GOAL OF THE EXERCISE: Extract each line of the data below that contains the word "range".

RECORDS SHOWN:
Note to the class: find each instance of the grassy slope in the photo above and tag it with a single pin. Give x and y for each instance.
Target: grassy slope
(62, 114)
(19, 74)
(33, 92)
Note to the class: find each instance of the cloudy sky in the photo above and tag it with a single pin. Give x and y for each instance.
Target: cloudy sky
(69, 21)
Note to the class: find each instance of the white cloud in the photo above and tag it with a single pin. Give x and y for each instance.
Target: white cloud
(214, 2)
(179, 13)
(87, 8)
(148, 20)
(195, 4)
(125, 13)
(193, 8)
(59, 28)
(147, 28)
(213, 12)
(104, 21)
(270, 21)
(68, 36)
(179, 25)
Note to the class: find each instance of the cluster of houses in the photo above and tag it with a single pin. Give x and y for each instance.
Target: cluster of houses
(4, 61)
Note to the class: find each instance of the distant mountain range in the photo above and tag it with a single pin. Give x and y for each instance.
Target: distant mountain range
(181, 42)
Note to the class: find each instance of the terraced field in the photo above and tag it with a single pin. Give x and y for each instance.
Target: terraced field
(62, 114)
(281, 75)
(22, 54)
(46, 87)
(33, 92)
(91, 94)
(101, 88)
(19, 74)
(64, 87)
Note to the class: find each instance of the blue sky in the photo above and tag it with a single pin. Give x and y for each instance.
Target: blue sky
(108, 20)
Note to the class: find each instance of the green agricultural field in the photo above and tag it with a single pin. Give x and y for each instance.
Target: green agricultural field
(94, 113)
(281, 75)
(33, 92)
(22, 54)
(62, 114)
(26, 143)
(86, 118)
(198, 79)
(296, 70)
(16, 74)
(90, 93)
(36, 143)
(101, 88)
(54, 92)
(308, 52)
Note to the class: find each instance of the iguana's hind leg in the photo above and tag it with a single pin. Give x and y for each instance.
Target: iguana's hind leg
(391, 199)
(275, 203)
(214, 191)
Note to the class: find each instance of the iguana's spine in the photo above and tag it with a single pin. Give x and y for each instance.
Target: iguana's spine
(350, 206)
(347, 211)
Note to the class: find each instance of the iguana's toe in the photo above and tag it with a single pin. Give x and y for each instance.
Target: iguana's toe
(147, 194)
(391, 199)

==

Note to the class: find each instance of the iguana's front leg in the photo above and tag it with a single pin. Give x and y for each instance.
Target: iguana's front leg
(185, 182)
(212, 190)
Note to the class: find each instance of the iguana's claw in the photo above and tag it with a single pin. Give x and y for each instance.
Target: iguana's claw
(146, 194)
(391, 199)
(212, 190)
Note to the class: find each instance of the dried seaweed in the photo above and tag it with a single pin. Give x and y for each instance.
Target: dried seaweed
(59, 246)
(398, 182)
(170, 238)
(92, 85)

CORRECT RESULT:
Note to the class: find each instance of the distant mountain range in the photo above and tag it with a single pin. Give x and y for each instance.
Target: distant mountain range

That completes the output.